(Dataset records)
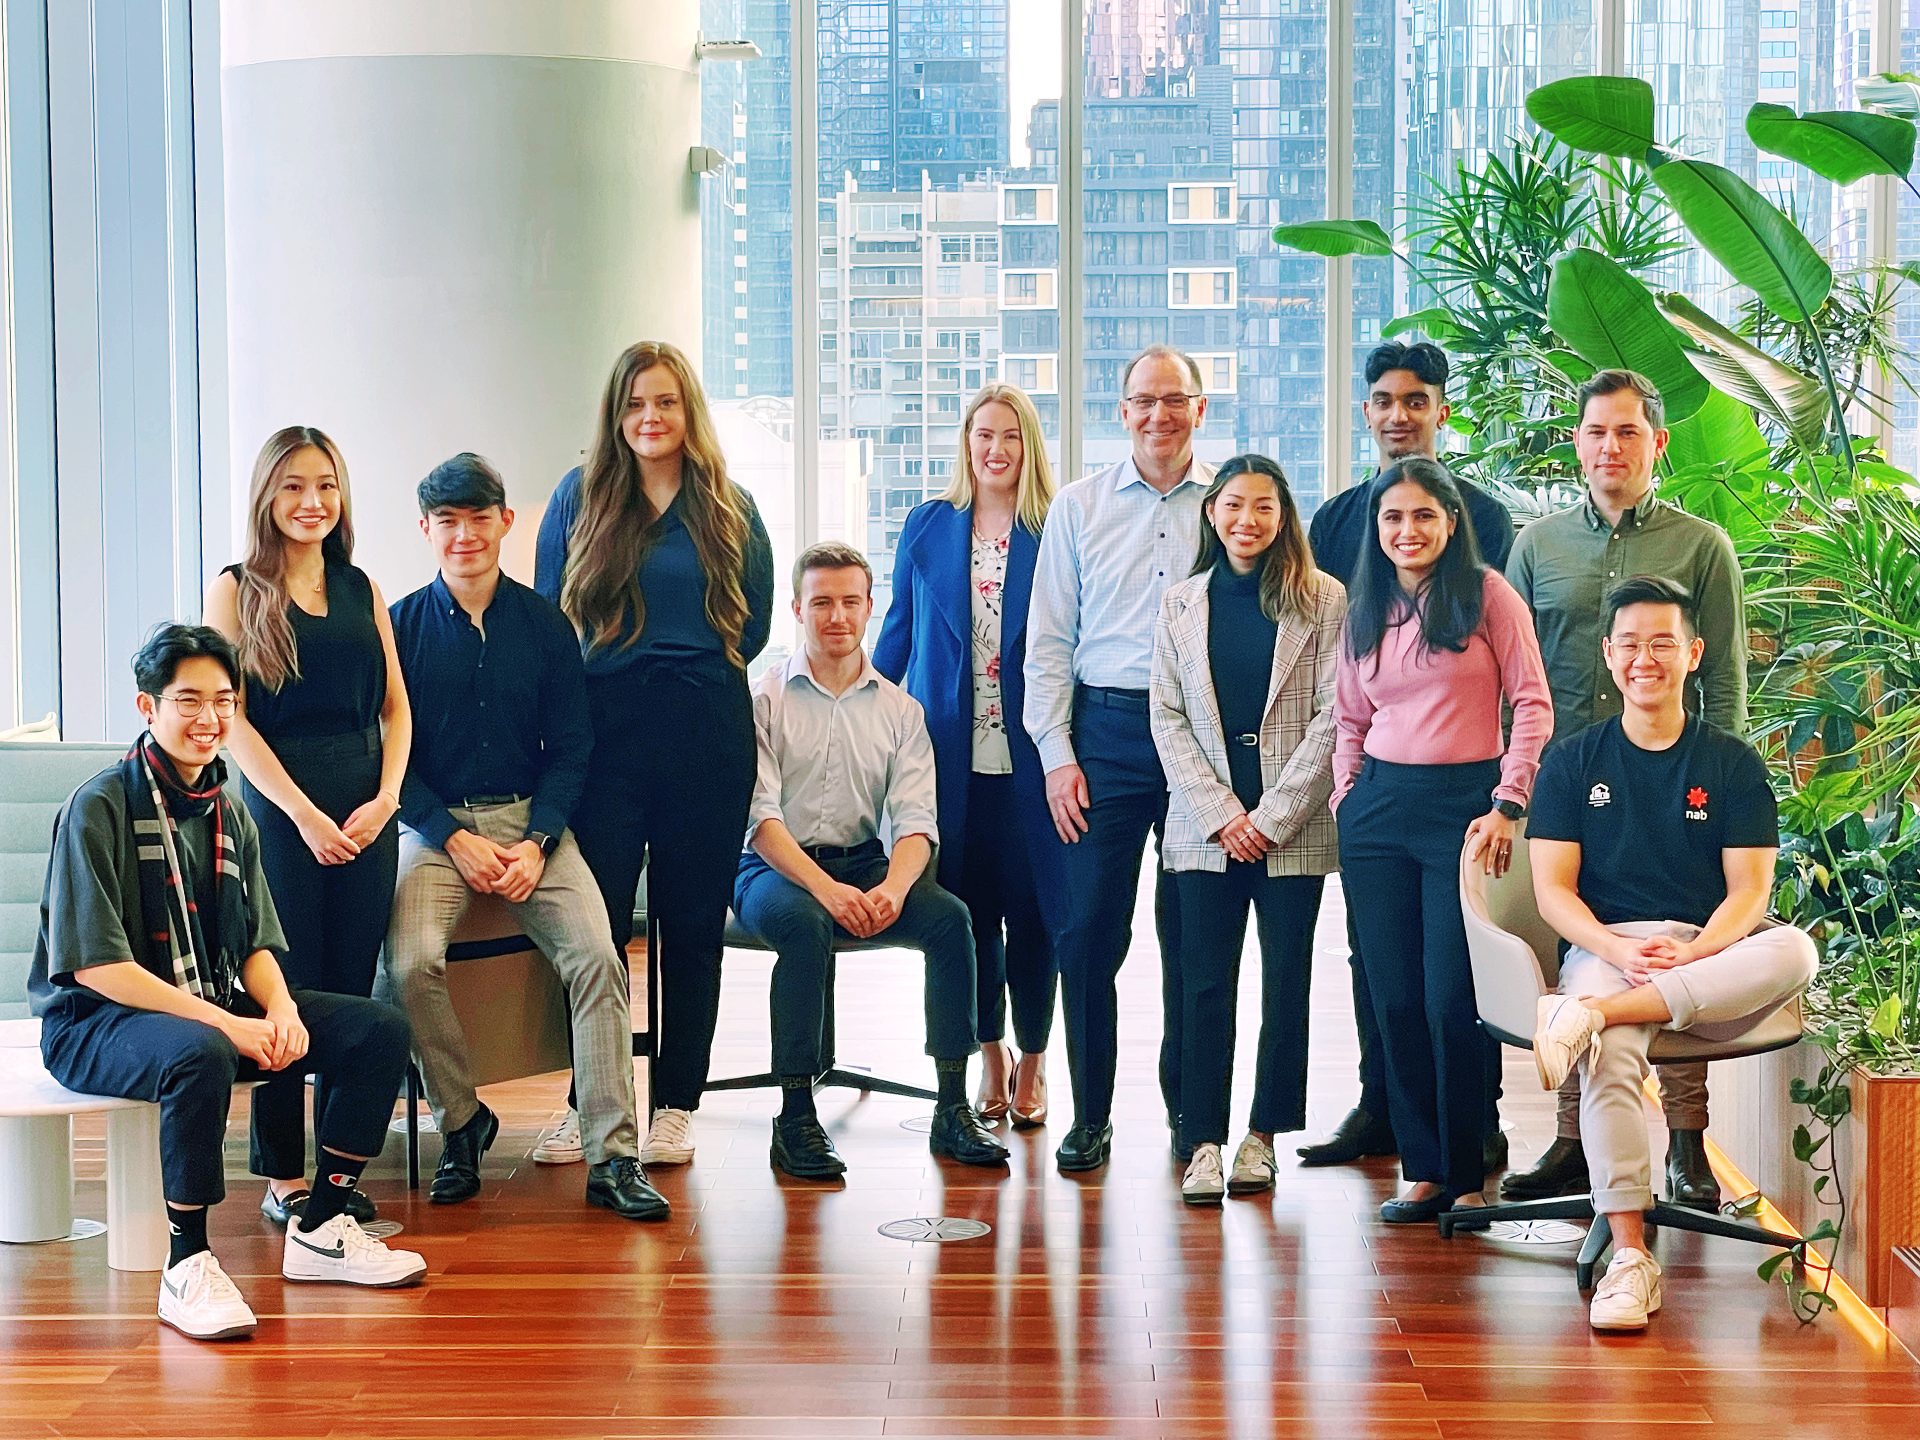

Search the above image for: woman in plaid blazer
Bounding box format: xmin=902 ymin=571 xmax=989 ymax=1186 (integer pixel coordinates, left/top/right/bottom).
xmin=1148 ymin=454 xmax=1345 ymax=1205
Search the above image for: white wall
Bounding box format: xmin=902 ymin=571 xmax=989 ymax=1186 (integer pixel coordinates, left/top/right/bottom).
xmin=220 ymin=0 xmax=704 ymax=600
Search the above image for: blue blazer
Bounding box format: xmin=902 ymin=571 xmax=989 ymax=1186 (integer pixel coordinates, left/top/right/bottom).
xmin=873 ymin=499 xmax=1062 ymax=918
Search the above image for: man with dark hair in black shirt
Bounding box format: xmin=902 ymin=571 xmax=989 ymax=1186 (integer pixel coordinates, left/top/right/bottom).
xmin=31 ymin=623 xmax=427 ymax=1342
xmin=1527 ymin=576 xmax=1815 ymax=1331
xmin=1298 ymin=338 xmax=1515 ymax=1171
xmin=383 ymin=454 xmax=666 ymax=1221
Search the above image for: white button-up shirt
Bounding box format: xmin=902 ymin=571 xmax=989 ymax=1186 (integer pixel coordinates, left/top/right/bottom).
xmin=1023 ymin=453 xmax=1214 ymax=770
xmin=746 ymin=650 xmax=940 ymax=850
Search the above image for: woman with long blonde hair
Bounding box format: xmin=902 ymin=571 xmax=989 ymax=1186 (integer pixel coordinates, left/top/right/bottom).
xmin=203 ymin=424 xmax=412 ymax=1226
xmin=535 ymin=341 xmax=773 ymax=1169
xmin=873 ymin=383 xmax=1062 ymax=1127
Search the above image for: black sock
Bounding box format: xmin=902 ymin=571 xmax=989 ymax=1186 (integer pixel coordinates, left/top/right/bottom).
xmin=167 ymin=1205 xmax=209 ymax=1268
xmin=778 ymin=1077 xmax=817 ymax=1123
xmin=935 ymin=1058 xmax=967 ymax=1108
xmin=298 ymin=1151 xmax=369 ymax=1231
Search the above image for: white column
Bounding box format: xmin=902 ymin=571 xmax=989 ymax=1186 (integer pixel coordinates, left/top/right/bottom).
xmin=104 ymin=1105 xmax=167 ymax=1272
xmin=220 ymin=1 xmax=705 ymax=594
xmin=1324 ymin=0 xmax=1355 ymax=496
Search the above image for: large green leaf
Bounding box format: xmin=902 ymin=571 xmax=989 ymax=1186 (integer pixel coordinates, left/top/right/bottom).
xmin=1746 ymin=102 xmax=1916 ymax=185
xmin=1658 ymin=293 xmax=1832 ymax=452
xmin=1651 ymin=160 xmax=1832 ymax=322
xmin=1525 ymin=77 xmax=1657 ymax=158
xmin=1545 ymin=249 xmax=1708 ymax=422
xmin=1380 ymin=307 xmax=1463 ymax=342
xmin=1269 ymin=220 xmax=1393 ymax=258
xmin=1663 ymin=388 xmax=1773 ymax=474
xmin=1660 ymin=455 xmax=1787 ymax=552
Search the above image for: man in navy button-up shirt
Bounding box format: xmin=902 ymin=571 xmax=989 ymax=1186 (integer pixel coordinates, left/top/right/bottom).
xmin=382 ymin=454 xmax=664 ymax=1223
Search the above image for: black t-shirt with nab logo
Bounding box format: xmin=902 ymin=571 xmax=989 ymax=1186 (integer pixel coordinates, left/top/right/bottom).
xmin=1528 ymin=716 xmax=1778 ymax=928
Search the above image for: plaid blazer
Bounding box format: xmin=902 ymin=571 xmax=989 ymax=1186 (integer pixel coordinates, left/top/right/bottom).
xmin=1149 ymin=568 xmax=1345 ymax=875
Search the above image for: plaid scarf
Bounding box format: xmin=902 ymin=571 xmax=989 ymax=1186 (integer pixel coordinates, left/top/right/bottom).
xmin=121 ymin=732 xmax=248 ymax=1008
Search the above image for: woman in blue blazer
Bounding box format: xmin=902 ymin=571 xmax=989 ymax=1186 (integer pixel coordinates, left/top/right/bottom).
xmin=875 ymin=383 xmax=1061 ymax=1126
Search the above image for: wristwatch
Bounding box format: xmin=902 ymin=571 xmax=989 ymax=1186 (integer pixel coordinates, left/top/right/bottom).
xmin=528 ymin=831 xmax=560 ymax=858
xmin=1492 ymin=798 xmax=1525 ymax=821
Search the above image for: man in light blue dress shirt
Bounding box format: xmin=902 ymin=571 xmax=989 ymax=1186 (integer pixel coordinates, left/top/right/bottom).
xmin=1025 ymin=346 xmax=1215 ymax=1172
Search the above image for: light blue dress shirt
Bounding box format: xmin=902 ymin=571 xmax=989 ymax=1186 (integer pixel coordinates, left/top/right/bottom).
xmin=1023 ymin=454 xmax=1214 ymax=771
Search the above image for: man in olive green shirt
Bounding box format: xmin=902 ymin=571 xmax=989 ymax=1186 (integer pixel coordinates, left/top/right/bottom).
xmin=1501 ymin=369 xmax=1748 ymax=1210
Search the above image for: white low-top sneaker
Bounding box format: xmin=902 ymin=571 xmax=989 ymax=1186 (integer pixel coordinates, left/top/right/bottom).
xmin=1181 ymin=1143 xmax=1226 ymax=1206
xmin=1589 ymin=1247 xmax=1662 ymax=1331
xmin=1533 ymin=993 xmax=1604 ymax=1091
xmin=1227 ymin=1133 xmax=1277 ymax=1195
xmin=158 ymin=1250 xmax=257 ymax=1341
xmin=532 ymin=1108 xmax=584 ymax=1165
xmin=283 ymin=1213 xmax=427 ymax=1288
xmin=641 ymin=1107 xmax=696 ymax=1166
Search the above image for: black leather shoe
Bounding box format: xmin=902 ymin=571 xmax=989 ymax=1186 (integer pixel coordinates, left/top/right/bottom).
xmin=1498 ymin=1135 xmax=1588 ymax=1200
xmin=1379 ymin=1190 xmax=1454 ymax=1225
xmin=1483 ymin=1129 xmax=1510 ymax=1176
xmin=259 ymin=1187 xmax=310 ymax=1225
xmin=1666 ymin=1128 xmax=1720 ymax=1211
xmin=929 ymin=1103 xmax=1010 ymax=1167
xmin=587 ymin=1156 xmax=670 ymax=1221
xmin=1296 ymin=1107 xmax=1396 ymax=1166
xmin=430 ymin=1103 xmax=498 ymax=1205
xmin=770 ymin=1116 xmax=847 ymax=1180
xmin=1055 ymin=1122 xmax=1113 ymax=1173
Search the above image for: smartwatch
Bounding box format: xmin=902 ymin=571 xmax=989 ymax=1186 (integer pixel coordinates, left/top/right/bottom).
xmin=528 ymin=831 xmax=560 ymax=858
xmin=1492 ymin=798 xmax=1525 ymax=821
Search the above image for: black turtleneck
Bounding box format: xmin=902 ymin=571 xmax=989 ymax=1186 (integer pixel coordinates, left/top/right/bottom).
xmin=1206 ymin=562 xmax=1278 ymax=810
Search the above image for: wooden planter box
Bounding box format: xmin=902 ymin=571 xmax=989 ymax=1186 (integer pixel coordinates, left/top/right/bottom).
xmin=1713 ymin=1048 xmax=1920 ymax=1309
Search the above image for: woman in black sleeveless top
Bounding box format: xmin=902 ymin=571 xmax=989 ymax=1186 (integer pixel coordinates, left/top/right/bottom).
xmin=204 ymin=425 xmax=412 ymax=1224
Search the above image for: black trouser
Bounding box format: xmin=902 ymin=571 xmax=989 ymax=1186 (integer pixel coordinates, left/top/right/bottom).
xmin=572 ymin=662 xmax=756 ymax=1113
xmin=958 ymin=771 xmax=1056 ymax=1052
xmin=732 ymin=843 xmax=978 ymax=1076
xmin=1053 ymin=687 xmax=1182 ymax=1130
xmin=1337 ymin=756 xmax=1498 ymax=1199
xmin=243 ymin=729 xmax=398 ymax=1179
xmin=41 ymin=990 xmax=408 ymax=1207
xmin=1175 ymin=867 xmax=1324 ymax=1148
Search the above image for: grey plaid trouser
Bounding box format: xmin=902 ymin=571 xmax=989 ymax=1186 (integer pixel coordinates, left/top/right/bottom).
xmin=382 ymin=801 xmax=638 ymax=1163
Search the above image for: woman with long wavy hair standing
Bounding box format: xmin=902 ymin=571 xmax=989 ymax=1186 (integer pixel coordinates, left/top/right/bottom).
xmin=535 ymin=341 xmax=774 ymax=1169
xmin=204 ymin=425 xmax=412 ymax=1226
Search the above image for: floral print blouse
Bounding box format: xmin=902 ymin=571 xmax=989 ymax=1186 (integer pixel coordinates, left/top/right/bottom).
xmin=970 ymin=529 xmax=1014 ymax=774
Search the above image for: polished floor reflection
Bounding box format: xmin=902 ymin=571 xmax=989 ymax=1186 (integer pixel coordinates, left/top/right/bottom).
xmin=4 ymin=880 xmax=1917 ymax=1438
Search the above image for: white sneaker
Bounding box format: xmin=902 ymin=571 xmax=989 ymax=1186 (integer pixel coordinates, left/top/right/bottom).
xmin=1589 ymin=1247 xmax=1663 ymax=1331
xmin=1181 ymin=1143 xmax=1226 ymax=1206
xmin=157 ymin=1250 xmax=257 ymax=1341
xmin=532 ymin=1108 xmax=584 ymax=1165
xmin=1227 ymin=1133 xmax=1277 ymax=1195
xmin=641 ymin=1107 xmax=696 ymax=1165
xmin=282 ymin=1213 xmax=427 ymax=1288
xmin=1533 ymin=993 xmax=1604 ymax=1091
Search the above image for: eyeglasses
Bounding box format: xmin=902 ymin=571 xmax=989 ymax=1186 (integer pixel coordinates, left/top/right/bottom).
xmin=1607 ymin=638 xmax=1683 ymax=660
xmin=156 ymin=693 xmax=239 ymax=718
xmin=1123 ymin=393 xmax=1200 ymax=417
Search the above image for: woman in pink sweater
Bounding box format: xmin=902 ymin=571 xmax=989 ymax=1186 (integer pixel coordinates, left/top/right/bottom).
xmin=1331 ymin=457 xmax=1552 ymax=1224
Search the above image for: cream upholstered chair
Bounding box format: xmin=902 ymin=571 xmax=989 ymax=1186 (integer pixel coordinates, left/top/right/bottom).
xmin=1442 ymin=821 xmax=1810 ymax=1289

# WHAT IS EXPECTED:
Above are records; repeat only the lines starting at the line with "Search the above image for: woman with long blonde" and ending at the line with "Search the above image for: white column", exactly as they appear, both included.

# TASK SOLUTION:
Search the above image for: woman with long blonde hair
Bounding box format: xmin=902 ymin=571 xmax=989 ymax=1186 (integer pixel coordinates, left/top/right/bottom).
xmin=203 ymin=424 xmax=412 ymax=1226
xmin=535 ymin=341 xmax=773 ymax=1169
xmin=873 ymin=383 xmax=1062 ymax=1127
Search the above image for: black sock
Bounding box format: xmin=902 ymin=571 xmax=989 ymax=1186 (integer pixel coordinates, left/top/right/bottom).
xmin=167 ymin=1205 xmax=209 ymax=1268
xmin=778 ymin=1077 xmax=817 ymax=1123
xmin=935 ymin=1058 xmax=967 ymax=1108
xmin=298 ymin=1151 xmax=369 ymax=1231
Search the above image for: white column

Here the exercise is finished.